Entries from a point annotation set:

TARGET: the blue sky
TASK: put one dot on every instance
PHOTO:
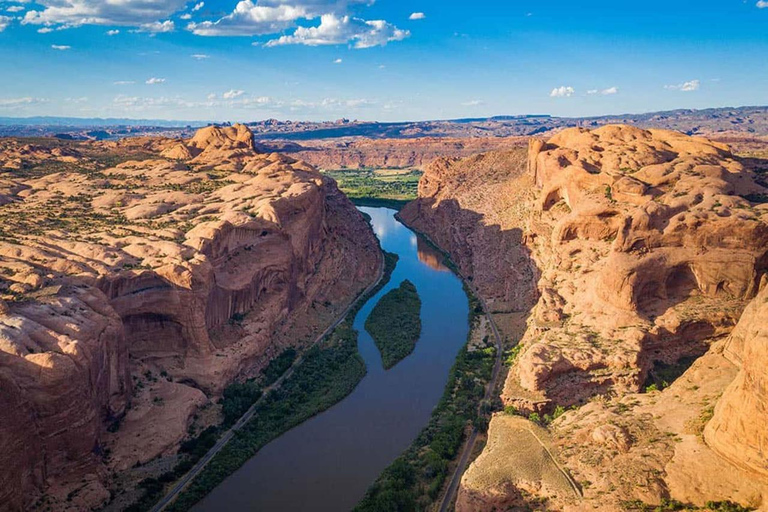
(385, 60)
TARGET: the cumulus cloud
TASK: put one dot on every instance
(157, 27)
(17, 103)
(250, 19)
(690, 86)
(75, 13)
(339, 30)
(562, 92)
(232, 94)
(264, 17)
(4, 22)
(605, 92)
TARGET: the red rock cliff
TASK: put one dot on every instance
(111, 272)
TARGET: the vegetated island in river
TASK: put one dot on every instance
(395, 323)
(328, 372)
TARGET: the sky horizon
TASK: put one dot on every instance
(380, 60)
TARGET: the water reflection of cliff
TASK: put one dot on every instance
(429, 256)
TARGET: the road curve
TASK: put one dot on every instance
(469, 445)
(245, 418)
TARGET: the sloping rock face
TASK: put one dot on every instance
(646, 246)
(188, 266)
(738, 429)
(357, 153)
(474, 207)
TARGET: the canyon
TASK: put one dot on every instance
(626, 268)
(629, 268)
(137, 279)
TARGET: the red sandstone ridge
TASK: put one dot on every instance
(355, 153)
(131, 260)
(644, 247)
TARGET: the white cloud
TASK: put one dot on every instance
(264, 17)
(562, 92)
(157, 27)
(250, 19)
(17, 103)
(75, 13)
(232, 94)
(690, 86)
(339, 30)
(605, 92)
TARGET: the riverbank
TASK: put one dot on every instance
(416, 479)
(395, 323)
(329, 371)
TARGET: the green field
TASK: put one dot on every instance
(395, 323)
(378, 187)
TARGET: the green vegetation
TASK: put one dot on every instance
(391, 188)
(395, 323)
(669, 505)
(662, 374)
(414, 481)
(328, 372)
(237, 398)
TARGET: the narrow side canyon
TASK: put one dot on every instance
(140, 277)
(630, 267)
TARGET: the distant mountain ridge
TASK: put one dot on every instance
(726, 121)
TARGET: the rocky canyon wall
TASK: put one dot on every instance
(186, 259)
(636, 252)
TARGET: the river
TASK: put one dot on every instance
(328, 462)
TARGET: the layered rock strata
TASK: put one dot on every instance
(134, 290)
(644, 247)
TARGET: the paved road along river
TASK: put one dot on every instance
(327, 463)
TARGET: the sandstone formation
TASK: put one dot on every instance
(636, 254)
(357, 153)
(140, 278)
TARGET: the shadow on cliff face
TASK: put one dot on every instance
(494, 261)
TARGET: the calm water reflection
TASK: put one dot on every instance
(328, 462)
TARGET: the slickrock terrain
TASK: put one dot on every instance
(634, 256)
(356, 153)
(140, 277)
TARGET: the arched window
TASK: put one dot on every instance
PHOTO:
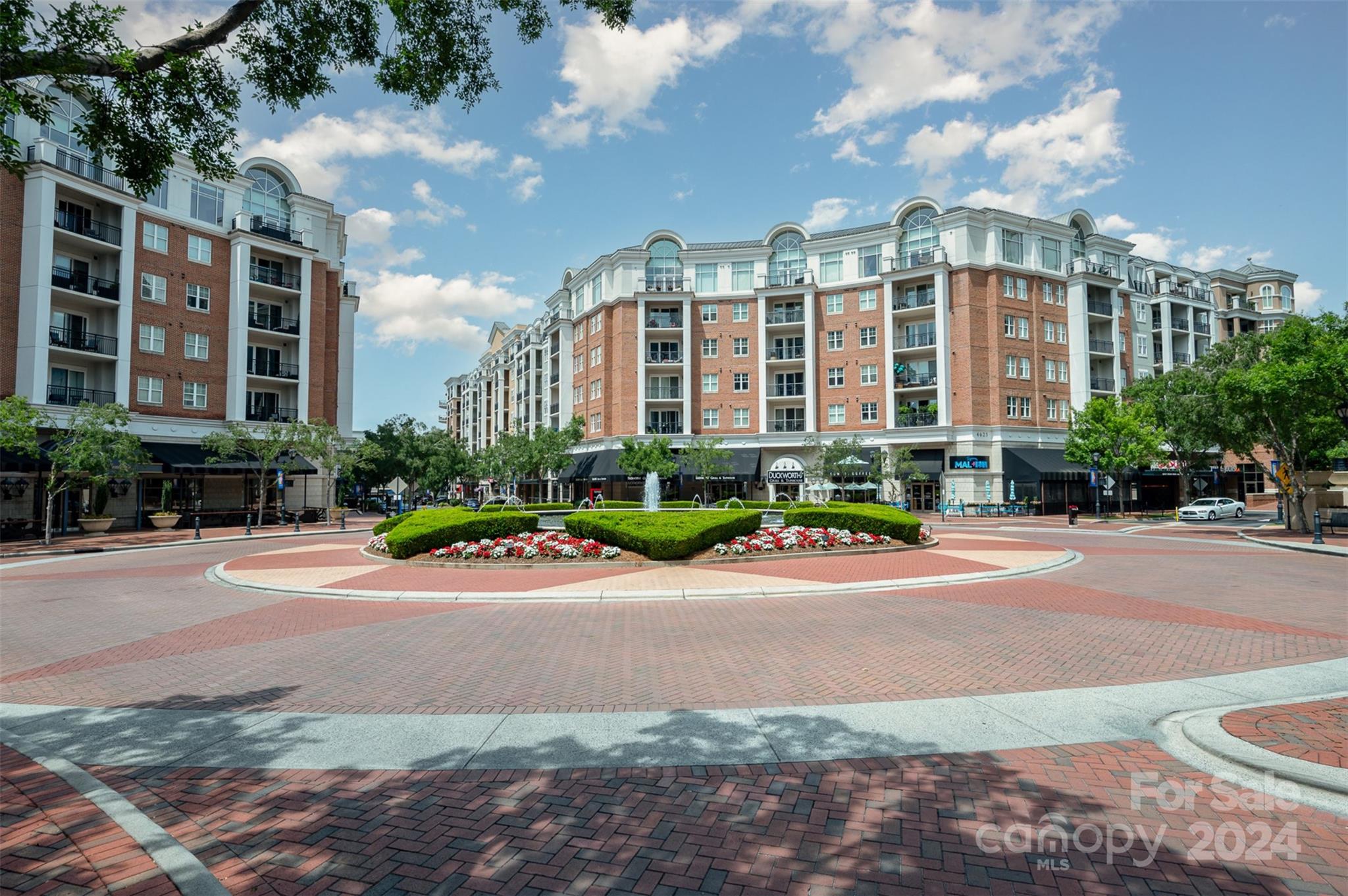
(920, 237)
(663, 270)
(787, 266)
(266, 200)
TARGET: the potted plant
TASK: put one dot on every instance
(165, 518)
(97, 520)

▶ What you should do:
Reproduce the records from the line with "TARGET: the calm water reflection" through the end of the records, both included, with their requests, multiplying each point coordinate by 2.45 and rounding to the nearest whole number, halves up. Omit the pictures from your answer.

▶ Solved problem:
TARGET: the calm water reflection
TASK: put one dot on every instance
(804, 1132)
TARGET: the slickrock terrain
TASK: put one dot on every instance
(1553, 627)
(872, 375)
(343, 679)
TARGET: the arched window
TASK: put one dot on every instance
PHOTO:
(2254, 581)
(1624, 662)
(1928, 652)
(652, 490)
TARGET: the potted plant
TASK: put one dot on every instance
(404, 1269)
(238, 1274)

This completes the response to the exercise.